BEGIN TEXT PASSAGE

Friday, January 4, 2013

Fitness is Dead...


Fitness has been buried alive by mediocrity.

"Hip Hop is Dead"-Nas

Well, fitness is dead too...


The parallels between the hip hop game and the fitness game are eerily similar.  First of all, let me state that there are many great rap artists and many great personal trainers.  But in that same breath there are also a lot of one hit wonders.  There is a lot of commercialization of the industry.  There are a lot of cats only concerned with bloviating worthless theories and taking money from unknowing people.  And there is definitely a lack of creativity and passion these days.

END TEXT PASSAGE
BEGIN DATA PROVIDED

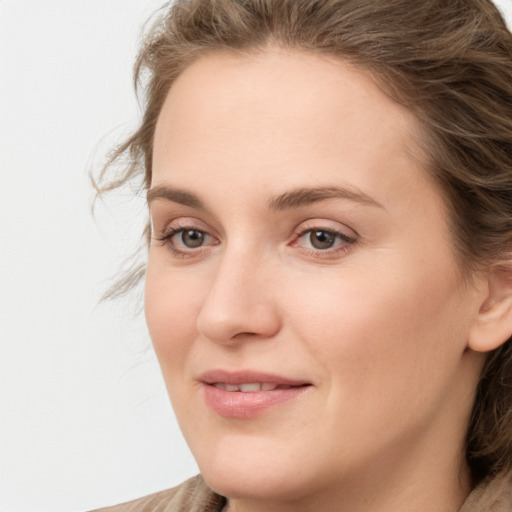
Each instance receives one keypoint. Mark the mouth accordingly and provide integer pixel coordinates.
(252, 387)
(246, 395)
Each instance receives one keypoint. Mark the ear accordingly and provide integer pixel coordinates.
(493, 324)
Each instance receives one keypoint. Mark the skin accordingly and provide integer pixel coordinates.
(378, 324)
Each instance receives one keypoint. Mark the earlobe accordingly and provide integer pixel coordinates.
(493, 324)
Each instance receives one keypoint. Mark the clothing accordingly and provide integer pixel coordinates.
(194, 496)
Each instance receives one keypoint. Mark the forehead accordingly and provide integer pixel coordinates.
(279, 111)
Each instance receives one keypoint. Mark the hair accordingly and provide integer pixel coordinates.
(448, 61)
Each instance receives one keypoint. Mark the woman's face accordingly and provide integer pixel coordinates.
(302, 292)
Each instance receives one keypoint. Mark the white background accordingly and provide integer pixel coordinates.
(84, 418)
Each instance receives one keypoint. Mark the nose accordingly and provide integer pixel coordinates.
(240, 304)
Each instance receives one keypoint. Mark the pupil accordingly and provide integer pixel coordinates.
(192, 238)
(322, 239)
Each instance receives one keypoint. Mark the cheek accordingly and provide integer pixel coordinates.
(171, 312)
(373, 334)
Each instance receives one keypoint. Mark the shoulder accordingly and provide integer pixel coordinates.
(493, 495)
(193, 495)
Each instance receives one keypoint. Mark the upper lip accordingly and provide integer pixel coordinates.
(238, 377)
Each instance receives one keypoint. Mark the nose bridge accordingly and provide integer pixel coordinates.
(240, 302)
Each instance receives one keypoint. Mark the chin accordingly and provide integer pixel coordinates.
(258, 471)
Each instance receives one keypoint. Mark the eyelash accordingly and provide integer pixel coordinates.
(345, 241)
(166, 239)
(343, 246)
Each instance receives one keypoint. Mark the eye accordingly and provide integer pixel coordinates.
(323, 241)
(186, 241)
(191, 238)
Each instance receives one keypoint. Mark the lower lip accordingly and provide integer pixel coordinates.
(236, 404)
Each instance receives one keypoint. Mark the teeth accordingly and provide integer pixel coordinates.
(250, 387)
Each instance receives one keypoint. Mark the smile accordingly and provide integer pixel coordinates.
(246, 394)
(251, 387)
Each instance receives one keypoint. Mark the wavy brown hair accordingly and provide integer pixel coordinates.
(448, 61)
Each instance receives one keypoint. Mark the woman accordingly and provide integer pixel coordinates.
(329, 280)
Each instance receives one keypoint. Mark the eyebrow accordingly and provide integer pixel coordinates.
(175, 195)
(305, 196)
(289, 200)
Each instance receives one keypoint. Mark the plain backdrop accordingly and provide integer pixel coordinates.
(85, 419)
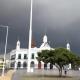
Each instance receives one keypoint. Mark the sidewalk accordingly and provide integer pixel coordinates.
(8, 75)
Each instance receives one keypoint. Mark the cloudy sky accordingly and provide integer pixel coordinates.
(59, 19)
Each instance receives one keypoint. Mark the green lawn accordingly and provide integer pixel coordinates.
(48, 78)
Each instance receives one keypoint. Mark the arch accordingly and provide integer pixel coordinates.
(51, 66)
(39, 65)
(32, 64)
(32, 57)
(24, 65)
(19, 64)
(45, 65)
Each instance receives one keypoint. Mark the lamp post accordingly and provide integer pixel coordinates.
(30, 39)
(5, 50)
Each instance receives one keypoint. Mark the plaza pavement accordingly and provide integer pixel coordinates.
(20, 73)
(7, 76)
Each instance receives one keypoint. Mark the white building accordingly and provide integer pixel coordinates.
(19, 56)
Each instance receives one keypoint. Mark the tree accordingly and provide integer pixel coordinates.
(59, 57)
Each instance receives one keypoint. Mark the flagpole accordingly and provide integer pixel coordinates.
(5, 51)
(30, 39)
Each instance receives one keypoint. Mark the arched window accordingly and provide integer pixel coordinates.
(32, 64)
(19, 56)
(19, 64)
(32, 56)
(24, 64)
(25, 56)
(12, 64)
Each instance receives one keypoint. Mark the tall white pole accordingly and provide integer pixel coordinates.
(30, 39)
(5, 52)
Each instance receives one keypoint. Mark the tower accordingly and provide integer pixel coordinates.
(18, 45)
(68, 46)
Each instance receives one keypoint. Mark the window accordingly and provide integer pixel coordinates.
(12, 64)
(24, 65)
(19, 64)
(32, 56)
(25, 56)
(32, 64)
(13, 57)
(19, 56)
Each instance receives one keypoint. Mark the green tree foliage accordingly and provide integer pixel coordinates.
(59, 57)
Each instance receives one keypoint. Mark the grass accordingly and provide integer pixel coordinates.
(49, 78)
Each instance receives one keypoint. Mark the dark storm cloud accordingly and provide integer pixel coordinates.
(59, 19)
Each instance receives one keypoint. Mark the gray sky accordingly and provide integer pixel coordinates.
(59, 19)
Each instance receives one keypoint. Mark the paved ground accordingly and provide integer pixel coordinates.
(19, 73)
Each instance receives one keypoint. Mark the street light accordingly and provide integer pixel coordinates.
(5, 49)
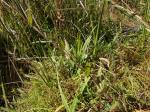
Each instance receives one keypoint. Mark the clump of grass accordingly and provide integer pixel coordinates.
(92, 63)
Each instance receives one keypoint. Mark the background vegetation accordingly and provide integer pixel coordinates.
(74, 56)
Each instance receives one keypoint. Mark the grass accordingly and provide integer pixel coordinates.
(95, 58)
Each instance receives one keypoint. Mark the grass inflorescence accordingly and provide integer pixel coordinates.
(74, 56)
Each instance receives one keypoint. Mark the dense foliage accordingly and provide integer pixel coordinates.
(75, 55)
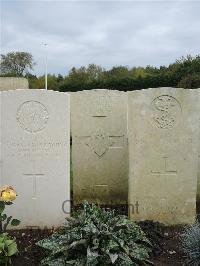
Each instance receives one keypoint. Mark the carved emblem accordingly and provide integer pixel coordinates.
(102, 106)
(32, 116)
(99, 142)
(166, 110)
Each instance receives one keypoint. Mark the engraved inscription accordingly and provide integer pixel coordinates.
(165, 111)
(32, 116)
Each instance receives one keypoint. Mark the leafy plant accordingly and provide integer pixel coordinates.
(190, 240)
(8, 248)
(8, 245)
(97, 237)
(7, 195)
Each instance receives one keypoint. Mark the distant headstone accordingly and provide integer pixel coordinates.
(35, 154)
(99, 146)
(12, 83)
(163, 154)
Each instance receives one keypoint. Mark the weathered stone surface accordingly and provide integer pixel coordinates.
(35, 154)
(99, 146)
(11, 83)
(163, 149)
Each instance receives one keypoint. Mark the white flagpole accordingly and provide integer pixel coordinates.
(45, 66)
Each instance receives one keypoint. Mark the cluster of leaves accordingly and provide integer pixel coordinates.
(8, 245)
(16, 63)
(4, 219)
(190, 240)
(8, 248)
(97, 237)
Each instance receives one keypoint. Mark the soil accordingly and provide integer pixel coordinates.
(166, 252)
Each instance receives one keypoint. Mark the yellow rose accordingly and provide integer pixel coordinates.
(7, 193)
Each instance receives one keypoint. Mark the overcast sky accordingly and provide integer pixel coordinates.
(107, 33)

END DATA PROVIDED

_OBJECTIVES_:
- A) Translate the sentence "Fitness has been buried alive by mediocrity." from the post on fitness into Spanish.
- B) Write out the portion of the post on fitness starting at "The parallels between" and ending at "passion these days.".
- C) According to the post on fitness, what is definitely lacking these days?

_EXERCISE RESPONSES_:
- A) El fitness ha sido enterrado vivo por la mediocridad.

- B)
The parallels between the hip hop game and the fitness game are eerily similar.  First of all, let me state that there are many great rap artists and many great personal trainers.  But in that same breath there are also a lot of one hit wonders.  There is a lot of commercialization of the industry.  There are a lot of cats only concerned with bloviating worthless theories and taking money from unknowing people.  And there is definitely a lack of creativity and passion these days.

- C) Creativity and passion.